Exercise prompt: An exact printout of all the entries is required.

Data provided:
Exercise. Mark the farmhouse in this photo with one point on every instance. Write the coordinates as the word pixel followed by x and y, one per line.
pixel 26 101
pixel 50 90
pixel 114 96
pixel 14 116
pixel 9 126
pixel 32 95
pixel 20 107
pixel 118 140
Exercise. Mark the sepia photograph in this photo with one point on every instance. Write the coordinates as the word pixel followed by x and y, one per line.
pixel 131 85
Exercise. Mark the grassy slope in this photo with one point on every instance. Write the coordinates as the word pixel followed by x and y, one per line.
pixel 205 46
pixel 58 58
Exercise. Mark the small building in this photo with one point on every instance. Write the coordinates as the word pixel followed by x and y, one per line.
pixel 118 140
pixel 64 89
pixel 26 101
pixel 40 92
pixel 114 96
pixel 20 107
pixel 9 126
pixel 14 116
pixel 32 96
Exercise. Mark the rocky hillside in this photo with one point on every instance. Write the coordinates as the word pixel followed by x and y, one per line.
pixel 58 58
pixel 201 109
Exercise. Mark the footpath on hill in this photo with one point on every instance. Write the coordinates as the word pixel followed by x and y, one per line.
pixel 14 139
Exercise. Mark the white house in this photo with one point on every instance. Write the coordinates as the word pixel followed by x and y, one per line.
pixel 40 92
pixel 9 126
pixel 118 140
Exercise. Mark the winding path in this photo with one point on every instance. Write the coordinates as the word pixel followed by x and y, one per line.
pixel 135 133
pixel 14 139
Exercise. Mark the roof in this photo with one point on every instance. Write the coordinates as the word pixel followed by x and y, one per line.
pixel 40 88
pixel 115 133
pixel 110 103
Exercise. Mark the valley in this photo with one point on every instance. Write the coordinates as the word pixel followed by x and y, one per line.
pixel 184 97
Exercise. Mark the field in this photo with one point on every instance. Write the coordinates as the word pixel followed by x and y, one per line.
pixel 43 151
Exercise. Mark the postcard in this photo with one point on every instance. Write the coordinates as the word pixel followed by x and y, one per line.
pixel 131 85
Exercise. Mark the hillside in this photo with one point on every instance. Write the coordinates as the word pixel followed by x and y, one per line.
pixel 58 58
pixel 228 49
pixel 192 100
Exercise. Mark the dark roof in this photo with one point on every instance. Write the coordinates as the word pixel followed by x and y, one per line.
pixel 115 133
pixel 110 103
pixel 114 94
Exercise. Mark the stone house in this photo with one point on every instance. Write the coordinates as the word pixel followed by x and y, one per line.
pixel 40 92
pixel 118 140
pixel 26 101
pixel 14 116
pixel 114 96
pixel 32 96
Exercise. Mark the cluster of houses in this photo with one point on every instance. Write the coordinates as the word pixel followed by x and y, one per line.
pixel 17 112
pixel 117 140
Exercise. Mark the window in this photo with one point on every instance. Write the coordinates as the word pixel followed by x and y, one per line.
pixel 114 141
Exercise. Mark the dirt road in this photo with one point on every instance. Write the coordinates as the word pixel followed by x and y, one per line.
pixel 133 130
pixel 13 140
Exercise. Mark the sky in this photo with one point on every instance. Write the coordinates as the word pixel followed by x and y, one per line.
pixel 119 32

Answer section:
Exercise. Mark the farmhouse in this photo with one point on every instance. Write the coordinates as the word pixel followed by x and y, one per line.
pixel 26 101
pixel 50 90
pixel 114 96
pixel 14 116
pixel 9 126
pixel 32 95
pixel 20 107
pixel 118 140
Exercise. Mark the sepia photograph in this photo with one point on every instance. Write the coordinates as the word pixel followed by x and y, one per line.
pixel 131 85
Exercise. Mark the grassy slope in this photo with one point on every instance. Write the coordinates as the word pixel followed by x and y, one per line.
pixel 205 46
pixel 58 58
Exercise. Mark the small building in this photo with one point on every instance. Write the coordinates as the word pixel followed by x and y, one per line.
pixel 118 140
pixel 64 89
pixel 26 101
pixel 40 92
pixel 114 96
pixel 20 107
pixel 9 126
pixel 14 116
pixel 32 96
Exercise. Mark the rocky hillside in this photo with one point on every instance. Write the coordinates as the word pixel followed by x and y, one per line.
pixel 58 58
pixel 201 109
Exercise. Mark the footpath on hill in this photo with one point on every instance. Write the coordinates as the word pixel followed by x and y, one per line.
pixel 14 139
Exercise. Mark the white house in this photo with one point on every instance. Write the coordinates as the word pixel followed by x and y, one per line.
pixel 40 92
pixel 9 126
pixel 118 140
Exercise. Mark the winding path in this photo with one point on every instance. Write the coordinates as the word pixel followed by x and y, one per line.
pixel 135 133
pixel 14 139
Exercise. Mark the roof in this photo with one point on every instance. Write the coordinates as the word pixel followed by x and y, one per line.
pixel 40 88
pixel 115 133
pixel 110 103
Exercise. Mark the valley in this photo with one point on every instance. Write the coordinates as the word pixel followed by x and y, one per line.
pixel 184 97
Exercise. Mark the field in this photo with one point on every instance. Write the coordinates as the word pixel followed by x and y, one per line.
pixel 43 151
Exercise. Mark the postcard in this photo with one point on every instance. Write the coordinates as the word pixel followed by x and y, one per line.
pixel 131 85
Exercise. Mark the hillside in this photo with one point on every instance. Write the coordinates as the word pixel followed by x and y, one per line.
pixel 58 58
pixel 228 49
pixel 192 100
Exercise. Mark the dark roof in this photo with one point on every instance. Write the coordinates as the word pixel followed by x and y, one per line.
pixel 115 133
pixel 110 103
pixel 114 94
Exercise. Mark the stone house in this photo with one point on every instance. Write the coordinates as the word pixel followed by x and y, one per line.
pixel 40 92
pixel 118 140
pixel 26 101
pixel 14 116
pixel 114 96
pixel 32 96
Exercise. Mark the cluster of houses in this photo with one point on every instance. Write the coordinates as the word pixel followed by x and y, one per line.
pixel 17 112
pixel 117 140
Exercise. Mark the window in this photo with one point on every instance. Write the coordinates as the word pixel followed by x and y, one per line.
pixel 114 141
Exercise. Mark the dirt road in this photo with one point on every instance. Write the coordinates as the word pixel followed by x and y, one per line.
pixel 133 130
pixel 13 140
Exercise. Mark the sky in this photo with one point on every instance. Write the coordinates as the word pixel followed by x and y, one per line.
pixel 119 32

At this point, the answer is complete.